— Goal A —
Collect every line of the records that contains the word "gray", treating uppercase and lowercase as distinct.

::::::

I can't find my copy of the book. (Arrgh!) Does the first part ("book") end before or after Alia is born? I know the second part picks up quite some time later. (Two years?) I don't remember where the break between 2 and 3 happens.

 

Part 1 is basically the story of the Atreides on Arrakis. It ends when they're over, so Part 2 deals with Paul among the Fremen and the various remaining "side" characters.

 

13 minutes ago, Nick1Ø66 said:

It was indeed more economical storytelling, but really sort of devolves into a mess the second half. The first half of the Bakshi's film is quite good though. It really goes of the rails after the Breaking of the Fellowship.

 

And there the problem also is mainly that it's a "mess", because they couldn't manage to handle the various separate strands of the story post-Breaking. I like much of the bulk of what's there, but the problem is what isn't there, or what's there only in traces - Frodo and Sam can't have more than handful of minutes of screen time during the entire TTT part of the film.

 

Might also be related to chronology issues, which PJ got around by often very liberally stretching and compressing time when jumping between the plot strands. I would like to see someone do an "authentic" film version following Tolkien's own structure someday, because so many of his original twists and cliffhangers are based on his asynchronous way of telling the story. I know it's difficult to do that in a film (or probably considered "wrong" by many), but if a book can choose between telling the story chronologically or in interleaved separate chunks, I don't see why a film must not.

 

13 minutes ago, Nick1Ø66 said:

As personal preference, one thing Bakshi kept true to the book that I really liked, that Jackson did away with, was acknowledging the gap between Bilbo's birthday party and Gandalf's return ("17 years passed sleepily in the Shire").  It was just a single line, but I liked that it gave a nod to Tolkien's very leisurely start to things before the main action kicked in.

::::::

— Goal B —
Quote the passage of the discussion of film adaptations from "As personal preference, one" to "action kicked in.".

::::::

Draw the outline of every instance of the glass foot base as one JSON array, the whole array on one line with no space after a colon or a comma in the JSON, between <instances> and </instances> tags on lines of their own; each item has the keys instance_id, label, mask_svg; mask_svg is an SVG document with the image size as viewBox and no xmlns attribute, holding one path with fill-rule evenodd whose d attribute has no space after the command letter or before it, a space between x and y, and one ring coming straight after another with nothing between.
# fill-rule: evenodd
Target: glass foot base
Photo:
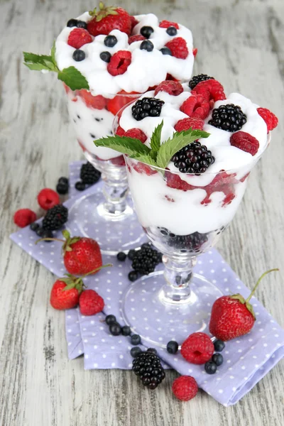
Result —
<instances>
[{"instance_id":1,"label":"glass foot base","mask_svg":"<svg viewBox=\"0 0 284 426\"><path fill-rule=\"evenodd\" d=\"M208 332L211 308L223 295L202 275L194 274L186 302L169 302L165 297L163 271L145 275L130 285L123 302L122 315L133 332L145 342L165 348L170 340L180 345L192 333Z\"/></svg>"},{"instance_id":2,"label":"glass foot base","mask_svg":"<svg viewBox=\"0 0 284 426\"><path fill-rule=\"evenodd\" d=\"M130 197L126 209L121 214L108 213L104 202L102 190L77 200L69 209L67 229L71 234L95 239L102 253L111 256L136 248L147 241Z\"/></svg>"}]
</instances>

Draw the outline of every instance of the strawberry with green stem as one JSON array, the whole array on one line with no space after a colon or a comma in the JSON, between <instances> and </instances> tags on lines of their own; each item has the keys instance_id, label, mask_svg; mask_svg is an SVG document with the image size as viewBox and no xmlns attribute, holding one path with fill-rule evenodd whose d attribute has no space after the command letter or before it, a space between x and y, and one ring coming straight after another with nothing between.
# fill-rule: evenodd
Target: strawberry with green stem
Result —
<instances>
[{"instance_id":1,"label":"strawberry with green stem","mask_svg":"<svg viewBox=\"0 0 284 426\"><path fill-rule=\"evenodd\" d=\"M65 240L58 238L40 239L63 243L63 261L66 270L73 275L96 273L102 265L102 253L98 243L91 238L71 236L68 231L62 231ZM92 272L90 272L92 271Z\"/></svg>"},{"instance_id":2,"label":"strawberry with green stem","mask_svg":"<svg viewBox=\"0 0 284 426\"><path fill-rule=\"evenodd\" d=\"M248 333L256 321L256 315L249 301L262 278L275 271L279 269L271 269L265 272L246 299L239 293L219 297L212 306L209 326L210 333L224 342Z\"/></svg>"},{"instance_id":3,"label":"strawberry with green stem","mask_svg":"<svg viewBox=\"0 0 284 426\"><path fill-rule=\"evenodd\" d=\"M80 295L84 290L83 278L108 266L112 265L104 265L80 278L65 273L66 278L58 278L53 285L50 299L51 306L60 310L75 307L79 304Z\"/></svg>"}]
</instances>

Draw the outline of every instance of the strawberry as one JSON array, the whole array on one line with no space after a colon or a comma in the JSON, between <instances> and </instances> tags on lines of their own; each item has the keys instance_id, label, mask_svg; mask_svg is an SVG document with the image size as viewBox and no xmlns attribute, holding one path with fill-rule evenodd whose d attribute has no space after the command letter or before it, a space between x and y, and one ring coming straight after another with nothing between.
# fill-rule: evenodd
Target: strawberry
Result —
<instances>
[{"instance_id":1,"label":"strawberry","mask_svg":"<svg viewBox=\"0 0 284 426\"><path fill-rule=\"evenodd\" d=\"M85 275L102 267L101 250L96 241L82 236L72 237L66 229L62 231L62 235L65 240L58 238L40 239L36 244L42 240L62 242L64 265L70 273Z\"/></svg>"},{"instance_id":2,"label":"strawberry","mask_svg":"<svg viewBox=\"0 0 284 426\"><path fill-rule=\"evenodd\" d=\"M95 315L104 309L104 299L94 290L85 290L79 299L79 306L82 315Z\"/></svg>"},{"instance_id":3,"label":"strawberry","mask_svg":"<svg viewBox=\"0 0 284 426\"><path fill-rule=\"evenodd\" d=\"M75 306L80 303L80 299L82 297L81 293L84 287L82 278L87 275L98 272L102 268L110 266L111 265L105 265L104 266L99 266L80 278L75 277L70 273L66 273L66 278L59 278L53 285L50 293L51 306L54 307L54 309L58 310L75 307Z\"/></svg>"},{"instance_id":4,"label":"strawberry","mask_svg":"<svg viewBox=\"0 0 284 426\"><path fill-rule=\"evenodd\" d=\"M121 7L105 6L101 1L99 10L97 8L89 12L93 18L88 22L87 30L92 36L109 34L112 30L119 30L130 36L132 21L129 13Z\"/></svg>"},{"instance_id":5,"label":"strawberry","mask_svg":"<svg viewBox=\"0 0 284 426\"><path fill-rule=\"evenodd\" d=\"M214 302L209 325L209 329L213 336L226 342L246 334L251 330L256 315L249 300L261 279L273 271L279 270L271 269L265 272L247 299L238 293L232 296L222 296Z\"/></svg>"},{"instance_id":6,"label":"strawberry","mask_svg":"<svg viewBox=\"0 0 284 426\"><path fill-rule=\"evenodd\" d=\"M92 93L84 89L78 90L77 94L83 98L87 106L95 109L103 109L106 105L106 99L102 94L93 96Z\"/></svg>"}]
</instances>

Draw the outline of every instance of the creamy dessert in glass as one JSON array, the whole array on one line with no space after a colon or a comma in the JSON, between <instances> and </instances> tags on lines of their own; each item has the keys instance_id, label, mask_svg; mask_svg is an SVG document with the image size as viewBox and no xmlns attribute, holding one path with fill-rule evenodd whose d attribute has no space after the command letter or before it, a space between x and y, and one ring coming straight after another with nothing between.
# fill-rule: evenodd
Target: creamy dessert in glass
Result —
<instances>
[{"instance_id":1,"label":"creamy dessert in glass","mask_svg":"<svg viewBox=\"0 0 284 426\"><path fill-rule=\"evenodd\" d=\"M104 182L102 192L82 197L70 217L76 213L81 232L89 236L109 227L108 238L99 241L104 252L136 247L143 233L127 200L123 156L96 147L93 141L111 135L114 116L140 94L166 79L188 80L196 53L192 33L184 26L159 21L153 13L131 16L102 4L98 11L70 19L56 38L50 57L55 69L50 65L47 70L56 71L64 82L77 141ZM26 65L39 69L28 55ZM155 115L155 109L150 113Z\"/></svg>"},{"instance_id":2,"label":"creamy dessert in glass","mask_svg":"<svg viewBox=\"0 0 284 426\"><path fill-rule=\"evenodd\" d=\"M159 116L144 117L153 99ZM124 319L145 340L165 346L171 337L182 342L206 329L207 307L221 292L192 268L232 220L277 122L268 109L237 93L226 96L219 82L201 75L189 84L163 82L125 106L114 131L135 131L136 140L96 141L126 154L138 220L163 253L164 271L140 278L124 299ZM133 315L137 300L141 304ZM163 329L156 328L162 319Z\"/></svg>"}]
</instances>

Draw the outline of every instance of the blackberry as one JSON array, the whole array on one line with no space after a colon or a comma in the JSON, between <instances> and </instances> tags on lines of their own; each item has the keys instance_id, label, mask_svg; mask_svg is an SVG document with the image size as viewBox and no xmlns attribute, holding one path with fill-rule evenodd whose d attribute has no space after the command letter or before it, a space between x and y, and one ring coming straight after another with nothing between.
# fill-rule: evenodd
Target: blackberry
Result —
<instances>
[{"instance_id":1,"label":"blackberry","mask_svg":"<svg viewBox=\"0 0 284 426\"><path fill-rule=\"evenodd\" d=\"M132 268L141 275L148 275L155 271L155 268L162 261L162 254L151 248L149 245L143 245L135 252L132 261Z\"/></svg>"},{"instance_id":2,"label":"blackberry","mask_svg":"<svg viewBox=\"0 0 284 426\"><path fill-rule=\"evenodd\" d=\"M214 108L212 118L208 124L226 131L238 131L246 123L246 115L241 109L241 106L227 104Z\"/></svg>"},{"instance_id":3,"label":"blackberry","mask_svg":"<svg viewBox=\"0 0 284 426\"><path fill-rule=\"evenodd\" d=\"M43 228L49 231L58 231L68 219L68 209L58 204L48 210L43 220Z\"/></svg>"},{"instance_id":4,"label":"blackberry","mask_svg":"<svg viewBox=\"0 0 284 426\"><path fill-rule=\"evenodd\" d=\"M198 83L200 82L205 82L207 80L215 80L214 77L209 77L207 74L199 74L198 75L194 75L190 80L188 85L192 90Z\"/></svg>"},{"instance_id":5,"label":"blackberry","mask_svg":"<svg viewBox=\"0 0 284 426\"><path fill-rule=\"evenodd\" d=\"M84 52L84 50L76 49L76 50L74 50L72 58L76 62L81 62L81 60L84 60L86 58L86 53Z\"/></svg>"},{"instance_id":6,"label":"blackberry","mask_svg":"<svg viewBox=\"0 0 284 426\"><path fill-rule=\"evenodd\" d=\"M86 163L81 167L80 178L83 183L93 185L96 183L101 177L101 172L99 172L90 163Z\"/></svg>"},{"instance_id":7,"label":"blackberry","mask_svg":"<svg viewBox=\"0 0 284 426\"><path fill-rule=\"evenodd\" d=\"M160 228L160 232L167 239L167 244L170 247L180 250L198 251L208 241L207 234L200 234L197 231L188 235L175 235L166 228Z\"/></svg>"},{"instance_id":8,"label":"blackberry","mask_svg":"<svg viewBox=\"0 0 284 426\"><path fill-rule=\"evenodd\" d=\"M141 36L145 37L146 38L149 38L151 35L154 32L154 30L151 26L144 26L140 30L140 33Z\"/></svg>"},{"instance_id":9,"label":"blackberry","mask_svg":"<svg viewBox=\"0 0 284 426\"><path fill-rule=\"evenodd\" d=\"M151 352L142 352L133 361L132 369L144 386L155 389L165 378L165 371L159 357Z\"/></svg>"},{"instance_id":10,"label":"blackberry","mask_svg":"<svg viewBox=\"0 0 284 426\"><path fill-rule=\"evenodd\" d=\"M173 155L172 161L181 173L199 175L206 172L215 158L204 145L195 141L180 149Z\"/></svg>"},{"instance_id":11,"label":"blackberry","mask_svg":"<svg viewBox=\"0 0 284 426\"><path fill-rule=\"evenodd\" d=\"M155 98L143 98L133 105L132 115L137 121L145 117L158 117L164 104L163 101Z\"/></svg>"}]
</instances>

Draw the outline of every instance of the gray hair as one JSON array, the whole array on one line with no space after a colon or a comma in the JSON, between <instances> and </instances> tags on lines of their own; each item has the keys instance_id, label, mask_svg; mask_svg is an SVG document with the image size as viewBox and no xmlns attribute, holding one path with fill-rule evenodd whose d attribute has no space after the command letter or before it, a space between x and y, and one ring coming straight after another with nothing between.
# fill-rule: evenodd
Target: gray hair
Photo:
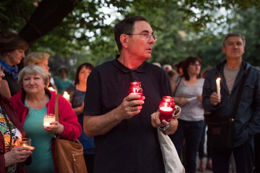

::::::

— Finished answer A —
Draw the outline of every instance of the gray hair as one JSON array, the whole array on one line with no space after a colon or a comma in the JSON, between <instances> and </instances> tags on lines of their own; each item has the keys instance_id, label, mask_svg; mask_svg is an SVG document with the image size as viewBox and no xmlns attribute, holding one path with fill-rule evenodd whose d attribute has no space after the command letter or before it, a space between x and y, and one ring coming straight after another with nothing between.
Target: gray hair

— Finished answer B —
As personal preference, one thing Bakshi kept true to the book that I really liked, that Jackson did away with, was acknowledging the gap between Bilbo's birthday party and Gandalf's return ("17 years passed sleepily in the Shire").  It was just a single line, but I liked that it gave a nod to Tolkien's very leisurely start to things before the main action kicked in.